# Instructions for the task:
Rewrite the lines of the material from the line with "Where can the roof" up to and including the line with "pixel 258 446", requests included. Scale every x and y coordinate in the answers by 0.3 and round each to a whole number, with halves rounded up.

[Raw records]
==============================

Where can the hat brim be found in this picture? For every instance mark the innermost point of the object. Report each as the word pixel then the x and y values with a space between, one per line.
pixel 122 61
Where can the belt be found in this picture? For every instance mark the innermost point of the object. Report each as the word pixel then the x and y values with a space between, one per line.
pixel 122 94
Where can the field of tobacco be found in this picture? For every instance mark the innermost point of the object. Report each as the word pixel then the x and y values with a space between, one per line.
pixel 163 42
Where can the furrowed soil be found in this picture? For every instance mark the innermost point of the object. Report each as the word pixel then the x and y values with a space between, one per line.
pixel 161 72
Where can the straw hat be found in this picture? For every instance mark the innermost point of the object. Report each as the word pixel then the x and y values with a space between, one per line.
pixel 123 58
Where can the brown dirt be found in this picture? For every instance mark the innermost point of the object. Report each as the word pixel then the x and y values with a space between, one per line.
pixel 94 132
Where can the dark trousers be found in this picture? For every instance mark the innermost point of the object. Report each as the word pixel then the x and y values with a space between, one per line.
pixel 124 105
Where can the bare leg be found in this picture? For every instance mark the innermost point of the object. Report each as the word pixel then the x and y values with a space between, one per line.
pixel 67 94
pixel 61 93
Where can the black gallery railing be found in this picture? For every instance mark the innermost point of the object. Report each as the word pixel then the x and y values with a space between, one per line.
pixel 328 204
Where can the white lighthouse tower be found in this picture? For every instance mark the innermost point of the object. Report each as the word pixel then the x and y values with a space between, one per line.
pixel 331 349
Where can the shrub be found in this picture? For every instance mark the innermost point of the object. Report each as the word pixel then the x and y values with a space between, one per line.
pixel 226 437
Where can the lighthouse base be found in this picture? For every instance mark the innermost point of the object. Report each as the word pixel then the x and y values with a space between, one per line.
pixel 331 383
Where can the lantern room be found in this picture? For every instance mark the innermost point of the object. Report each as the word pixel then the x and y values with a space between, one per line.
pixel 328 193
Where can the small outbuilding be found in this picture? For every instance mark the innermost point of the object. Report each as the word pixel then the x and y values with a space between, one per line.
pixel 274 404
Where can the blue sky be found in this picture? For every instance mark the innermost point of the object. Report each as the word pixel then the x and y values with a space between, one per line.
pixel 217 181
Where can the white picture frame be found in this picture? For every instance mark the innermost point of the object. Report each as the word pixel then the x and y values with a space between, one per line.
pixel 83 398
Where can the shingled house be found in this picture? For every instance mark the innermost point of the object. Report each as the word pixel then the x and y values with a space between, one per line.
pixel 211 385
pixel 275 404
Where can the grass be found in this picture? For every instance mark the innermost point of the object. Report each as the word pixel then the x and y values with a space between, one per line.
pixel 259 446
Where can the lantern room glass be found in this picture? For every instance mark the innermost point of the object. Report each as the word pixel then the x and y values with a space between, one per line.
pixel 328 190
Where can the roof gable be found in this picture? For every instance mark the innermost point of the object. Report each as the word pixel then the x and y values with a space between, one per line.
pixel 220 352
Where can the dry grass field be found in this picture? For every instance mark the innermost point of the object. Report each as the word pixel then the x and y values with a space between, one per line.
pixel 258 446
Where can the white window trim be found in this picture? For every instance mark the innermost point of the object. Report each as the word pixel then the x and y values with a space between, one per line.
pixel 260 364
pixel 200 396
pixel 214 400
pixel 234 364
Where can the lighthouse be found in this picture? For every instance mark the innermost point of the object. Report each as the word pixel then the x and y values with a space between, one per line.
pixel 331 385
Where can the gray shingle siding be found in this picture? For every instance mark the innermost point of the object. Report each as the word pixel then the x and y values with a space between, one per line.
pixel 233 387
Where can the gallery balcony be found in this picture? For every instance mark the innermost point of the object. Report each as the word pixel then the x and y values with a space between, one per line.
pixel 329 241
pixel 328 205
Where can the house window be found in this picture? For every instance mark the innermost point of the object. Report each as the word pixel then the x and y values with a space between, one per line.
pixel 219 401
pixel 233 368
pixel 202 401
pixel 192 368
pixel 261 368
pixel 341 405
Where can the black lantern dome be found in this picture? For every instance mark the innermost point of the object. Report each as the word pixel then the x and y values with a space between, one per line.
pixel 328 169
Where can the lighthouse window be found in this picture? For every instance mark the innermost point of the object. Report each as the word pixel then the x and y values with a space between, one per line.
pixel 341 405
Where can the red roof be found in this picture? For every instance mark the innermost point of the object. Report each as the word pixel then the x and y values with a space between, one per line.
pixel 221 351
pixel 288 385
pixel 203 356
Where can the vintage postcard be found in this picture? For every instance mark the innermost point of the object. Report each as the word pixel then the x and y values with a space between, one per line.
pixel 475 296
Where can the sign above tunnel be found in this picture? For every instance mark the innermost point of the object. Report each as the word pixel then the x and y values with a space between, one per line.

==============================

# Result for this task:
Where can the roof gable be found in this picture? For every instance mark the innermost point of the object. Report each as the word pixel then the x and y values with a space between, one per line.
pixel 66 106
Where can the dry grass field be found in this picture? For every instance mark the innermost point of the object. Report each as the word pixel then the x and y values with a space between, one per line.
pixel 77 134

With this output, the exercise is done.